Assignment:
Since the copy must hold text only, transcribe the data below exactly and omit the images.
##### Material for this task
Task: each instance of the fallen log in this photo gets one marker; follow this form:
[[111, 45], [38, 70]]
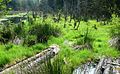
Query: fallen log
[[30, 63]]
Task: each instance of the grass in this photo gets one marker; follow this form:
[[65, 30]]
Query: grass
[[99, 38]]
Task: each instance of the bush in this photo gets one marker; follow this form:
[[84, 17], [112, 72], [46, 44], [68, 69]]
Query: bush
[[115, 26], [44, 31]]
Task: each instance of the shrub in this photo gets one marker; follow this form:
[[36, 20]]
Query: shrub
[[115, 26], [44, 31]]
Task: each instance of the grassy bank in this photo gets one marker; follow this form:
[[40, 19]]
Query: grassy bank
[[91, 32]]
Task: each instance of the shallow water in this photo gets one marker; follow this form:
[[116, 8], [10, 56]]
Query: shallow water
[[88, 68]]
##########
Written answer:
Task: each instance of the fallen log in this photo gets one marker; follow this form:
[[111, 45], [38, 70]]
Query: fallen log
[[30, 63]]
Task: each instance of the grass in this photo gets one marker; follow this form:
[[65, 30]]
Query: grass
[[99, 38]]
Task: each instance of the bush in this photo gets one marker; follow this form:
[[84, 17], [112, 72], [46, 44], [68, 69]]
Query: bush
[[115, 26], [44, 31]]
Task: each instance of the shrub in this photo gets one marker; follow this form:
[[36, 20]]
Query: shrub
[[115, 26], [44, 31]]
Task: each instance of the grassy bank in this photo gets one marker; follow this form:
[[40, 19]]
Query: grassy bank
[[91, 32]]
Task: each instance of the shallow water in this photo gets one marker; follow this form:
[[116, 8], [10, 56]]
Query: shallow water
[[88, 68]]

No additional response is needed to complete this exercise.